** Opening The data block **

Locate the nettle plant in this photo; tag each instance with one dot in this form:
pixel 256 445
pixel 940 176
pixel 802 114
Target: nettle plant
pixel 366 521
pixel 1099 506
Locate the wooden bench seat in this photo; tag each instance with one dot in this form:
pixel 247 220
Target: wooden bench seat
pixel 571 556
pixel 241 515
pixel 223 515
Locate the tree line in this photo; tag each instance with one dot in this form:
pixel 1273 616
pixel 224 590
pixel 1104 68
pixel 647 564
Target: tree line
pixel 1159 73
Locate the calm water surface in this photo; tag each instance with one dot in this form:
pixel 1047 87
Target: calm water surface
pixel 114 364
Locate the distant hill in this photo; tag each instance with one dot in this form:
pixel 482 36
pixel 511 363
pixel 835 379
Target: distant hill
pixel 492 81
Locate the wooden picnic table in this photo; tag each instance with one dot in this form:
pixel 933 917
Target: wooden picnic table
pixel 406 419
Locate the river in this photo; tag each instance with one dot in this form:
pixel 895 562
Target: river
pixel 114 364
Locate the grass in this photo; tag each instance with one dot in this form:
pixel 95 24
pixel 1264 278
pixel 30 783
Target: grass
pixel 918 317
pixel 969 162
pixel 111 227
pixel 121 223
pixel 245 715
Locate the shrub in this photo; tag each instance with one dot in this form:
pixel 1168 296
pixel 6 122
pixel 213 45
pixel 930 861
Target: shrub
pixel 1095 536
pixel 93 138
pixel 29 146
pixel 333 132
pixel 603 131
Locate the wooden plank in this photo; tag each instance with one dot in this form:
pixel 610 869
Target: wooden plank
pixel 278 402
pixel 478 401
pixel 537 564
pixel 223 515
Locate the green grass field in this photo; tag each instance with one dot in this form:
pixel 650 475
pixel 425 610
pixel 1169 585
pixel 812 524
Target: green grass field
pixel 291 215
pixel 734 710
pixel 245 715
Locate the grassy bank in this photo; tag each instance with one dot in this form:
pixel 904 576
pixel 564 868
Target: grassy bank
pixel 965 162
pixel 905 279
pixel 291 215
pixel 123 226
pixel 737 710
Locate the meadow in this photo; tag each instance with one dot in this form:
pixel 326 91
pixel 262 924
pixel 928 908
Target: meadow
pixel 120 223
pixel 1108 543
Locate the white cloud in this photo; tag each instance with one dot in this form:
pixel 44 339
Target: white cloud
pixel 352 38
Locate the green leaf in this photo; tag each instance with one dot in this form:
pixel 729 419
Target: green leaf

** Closing The data block **

Using the records above, restate word for word the lines from the one with "pixel 650 475" through the one with "pixel 729 419", both included.

pixel 650 475
pixel 425 610
pixel 1169 585
pixel 812 524
Target: green grass field
pixel 291 215
pixel 734 710
pixel 245 715
Locate the grassy bank in this photo; tag each instance with one dot in this form:
pixel 904 576
pixel 564 868
Target: grassy bank
pixel 965 162
pixel 905 279
pixel 291 215
pixel 123 226
pixel 737 710
Locate the meadow in this photo; tag each instance with one dot in this form:
pixel 326 91
pixel 262 924
pixel 928 908
Target: meadow
pixel 120 223
pixel 1108 543
Locate the white cloud in this photo; tag each instance with one dot in this form:
pixel 44 339
Target: white cloud
pixel 352 38
Locate the green leaf in this photo; tag each instance with one dot in this form:
pixel 729 419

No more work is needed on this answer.